COSA FARE:
1 – Trascrivi fedelmente il testo sulle correnti marxiste da "I marxisti, dopo" a "eresie, quella trotskysta.".
2 – Prosegui il testo sulle correnti marxiste a partire dalla sua ultima frase.

TESTO RIPORTATO:
════════

I marxisti, dopo Marx, si sono divisi in molte correnti o, come dispregiativamente affermano i liberali, chiese ed eresie. Queste correnti non si sono solo date battaglia nella sfera del pensiero teorico, ma pure in quello politico, alcune  senza esitare a ricorrere allo sterminio dei loro avversari. La madre di tutte queste battaglie venne condotta tra la Chiesa per eccellenza, la stalinista, e la più irriducibile di tutte le eresie, quella trotskysta.


Esattamente come nelle grandi dispute cristologiche e teologiche (le analogie sono sorprendenti), il trofeo per cui gli avversari si azzannavano era, accanto a più prosaiche questioni politiche, quello di stabilire chi avesse titolo per definirsi “vero marxista”.

════════

DATI FORNITI:
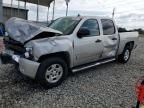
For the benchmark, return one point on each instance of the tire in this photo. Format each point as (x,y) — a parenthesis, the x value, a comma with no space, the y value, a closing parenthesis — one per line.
(125,56)
(52,72)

════════

RISPOSTE:
1 –
I marxisti, dopo Marx, si sono divisi in molte correnti o, come dispregiativamente affermano i liberali, chiese ed eresie. Queste correnti non si sono solo date battaglia nella sfera del pensiero teorico, ma pure in quello politico, alcune  senza esitare a ricorrere allo sterminio dei loro avversari. La madre di tutte queste battaglie venne condotta tra la Chiesa per eccellenza, la stalinista, e la più irriducibile di tutte le eresie, quella trotskysta.

2 –
Non erano in discussione gli assiomi, ma solo i teoremi che, come da causa effetto, ne dovevano “necessariamente” e inesorabilmente conseguire se si voleva raggiungere il fine socialista. Alcuni assiomi erano dunque, in realtà, dogmi intangibili, come certi misteri lo sono per i cristiani, siano essi ortodossi, cattolici o protestanti. Nessun cristiano che si definisca tale, ad esempio, può mettere in discussione che Gesù di Nazareth era figlio di Dio, inviato dal cielo sulla Terra per redimere i peccati del mondo e offrire agli uomini la salvezza eterna.

Può sembrare buffo, invece è tragico, che negli anni del Grande Terrore staliniano i carnefici fucilavano in nome del socialismo, mentre le vittime affrontavano il  plotone d’esecuzione convinti di sacrificare la loro vita per il medesimo supremo ideale. Il generale Yakir, addirittura, gridò “Viva Stalin” mentre i boia lo spedivano nell’al di là.
Numerosi erano i dogmi che carnefici e vittime avevano in comune, i dogmi che per entrambi sostanziavano la concezione marxista del mondo.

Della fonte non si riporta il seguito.